__Given instruction__. Copy every line of the items, starting at the line that contains "In this exercise you will pick out the cobblestone" and ending with the last line of the items. Shift each answer coordinate by adding 84 to both of its numbers, and leave all other lines unchanged.

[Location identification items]

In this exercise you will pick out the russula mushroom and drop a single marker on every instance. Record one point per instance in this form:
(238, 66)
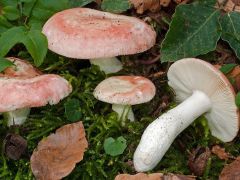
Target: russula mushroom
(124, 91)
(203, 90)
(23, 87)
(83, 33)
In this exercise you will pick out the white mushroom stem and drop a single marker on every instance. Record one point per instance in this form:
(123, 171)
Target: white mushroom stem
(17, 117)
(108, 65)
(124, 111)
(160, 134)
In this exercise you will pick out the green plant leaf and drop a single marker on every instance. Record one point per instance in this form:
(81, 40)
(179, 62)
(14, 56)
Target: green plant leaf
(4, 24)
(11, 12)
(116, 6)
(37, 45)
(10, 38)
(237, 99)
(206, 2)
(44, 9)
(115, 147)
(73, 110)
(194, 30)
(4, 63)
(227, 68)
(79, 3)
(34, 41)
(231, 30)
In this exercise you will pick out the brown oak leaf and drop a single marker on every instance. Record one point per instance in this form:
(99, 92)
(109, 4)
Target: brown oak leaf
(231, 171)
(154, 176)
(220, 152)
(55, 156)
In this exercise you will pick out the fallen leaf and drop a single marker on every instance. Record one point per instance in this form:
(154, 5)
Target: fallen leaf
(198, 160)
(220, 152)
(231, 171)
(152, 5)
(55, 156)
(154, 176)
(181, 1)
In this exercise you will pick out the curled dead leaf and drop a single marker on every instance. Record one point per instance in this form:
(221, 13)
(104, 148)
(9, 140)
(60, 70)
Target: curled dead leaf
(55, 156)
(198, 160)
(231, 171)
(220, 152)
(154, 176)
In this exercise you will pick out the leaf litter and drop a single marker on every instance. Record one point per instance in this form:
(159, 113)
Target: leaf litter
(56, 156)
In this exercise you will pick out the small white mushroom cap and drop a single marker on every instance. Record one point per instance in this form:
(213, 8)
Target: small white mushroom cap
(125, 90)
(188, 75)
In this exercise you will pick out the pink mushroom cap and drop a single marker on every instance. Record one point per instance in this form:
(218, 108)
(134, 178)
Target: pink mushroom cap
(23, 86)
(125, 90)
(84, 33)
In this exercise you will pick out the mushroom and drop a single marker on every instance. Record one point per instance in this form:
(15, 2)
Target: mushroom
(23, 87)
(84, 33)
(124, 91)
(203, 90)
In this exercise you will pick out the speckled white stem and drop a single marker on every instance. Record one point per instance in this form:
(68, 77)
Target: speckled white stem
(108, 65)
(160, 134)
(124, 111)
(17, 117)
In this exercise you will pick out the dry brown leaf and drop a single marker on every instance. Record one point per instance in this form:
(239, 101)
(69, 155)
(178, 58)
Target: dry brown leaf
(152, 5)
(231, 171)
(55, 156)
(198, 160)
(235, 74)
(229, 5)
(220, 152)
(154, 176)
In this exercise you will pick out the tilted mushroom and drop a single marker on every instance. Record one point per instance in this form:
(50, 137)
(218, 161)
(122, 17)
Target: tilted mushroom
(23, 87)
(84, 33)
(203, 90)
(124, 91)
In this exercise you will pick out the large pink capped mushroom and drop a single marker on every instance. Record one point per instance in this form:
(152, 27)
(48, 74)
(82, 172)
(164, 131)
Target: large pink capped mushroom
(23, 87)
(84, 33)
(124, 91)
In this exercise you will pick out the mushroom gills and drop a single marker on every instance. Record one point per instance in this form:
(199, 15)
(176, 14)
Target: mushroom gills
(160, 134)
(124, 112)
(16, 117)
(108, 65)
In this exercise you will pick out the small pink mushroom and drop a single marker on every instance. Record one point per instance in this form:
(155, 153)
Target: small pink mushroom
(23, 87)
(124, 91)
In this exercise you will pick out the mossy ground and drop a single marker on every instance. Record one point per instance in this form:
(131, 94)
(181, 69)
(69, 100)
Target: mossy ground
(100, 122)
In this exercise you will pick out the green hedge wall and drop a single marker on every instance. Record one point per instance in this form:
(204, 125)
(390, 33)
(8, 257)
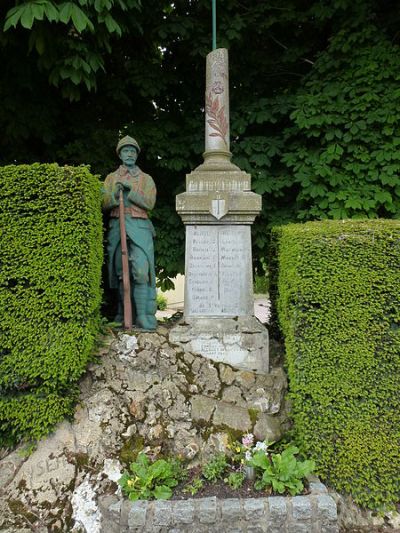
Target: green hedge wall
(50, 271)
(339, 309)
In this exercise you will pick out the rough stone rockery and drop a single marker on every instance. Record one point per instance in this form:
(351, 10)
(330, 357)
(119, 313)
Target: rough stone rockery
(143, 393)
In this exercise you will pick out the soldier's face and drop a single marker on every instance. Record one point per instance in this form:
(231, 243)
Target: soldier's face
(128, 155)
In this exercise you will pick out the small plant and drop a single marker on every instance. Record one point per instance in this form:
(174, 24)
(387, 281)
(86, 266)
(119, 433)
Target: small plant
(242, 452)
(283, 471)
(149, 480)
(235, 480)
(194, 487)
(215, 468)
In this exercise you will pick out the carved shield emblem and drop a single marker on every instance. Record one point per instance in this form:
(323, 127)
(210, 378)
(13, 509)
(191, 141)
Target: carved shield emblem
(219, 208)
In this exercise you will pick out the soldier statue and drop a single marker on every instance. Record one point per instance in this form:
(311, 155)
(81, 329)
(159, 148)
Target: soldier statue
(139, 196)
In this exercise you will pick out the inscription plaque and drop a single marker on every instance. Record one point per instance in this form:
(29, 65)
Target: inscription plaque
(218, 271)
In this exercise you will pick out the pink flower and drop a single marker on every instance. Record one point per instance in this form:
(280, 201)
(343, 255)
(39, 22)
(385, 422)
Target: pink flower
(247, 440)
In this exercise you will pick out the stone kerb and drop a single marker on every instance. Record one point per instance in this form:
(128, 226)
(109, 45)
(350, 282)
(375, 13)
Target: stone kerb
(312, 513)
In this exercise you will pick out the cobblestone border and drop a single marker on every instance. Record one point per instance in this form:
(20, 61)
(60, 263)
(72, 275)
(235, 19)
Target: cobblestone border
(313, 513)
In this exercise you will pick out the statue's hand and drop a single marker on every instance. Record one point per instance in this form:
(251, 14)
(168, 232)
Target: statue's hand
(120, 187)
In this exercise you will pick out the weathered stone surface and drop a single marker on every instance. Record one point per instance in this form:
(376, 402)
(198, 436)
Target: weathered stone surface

__Task response__.
In this exercise you will pick out the cobblestone border and drop a single marker on every instance. Record one point per instance in this form:
(20, 61)
(60, 263)
(72, 275)
(235, 19)
Target: cobblestone border
(397, 597)
In this exercise you will pick out the statue's hand and drop a single marker on every instance. Record one point per instance in this form:
(251, 14)
(168, 232)
Target: statue's hand
(204, 271)
In this exercise you will pick out the weathered stone surface and drop a single marker on every instance. Record one point per instance in this form:
(376, 402)
(198, 436)
Target: weathered stone surface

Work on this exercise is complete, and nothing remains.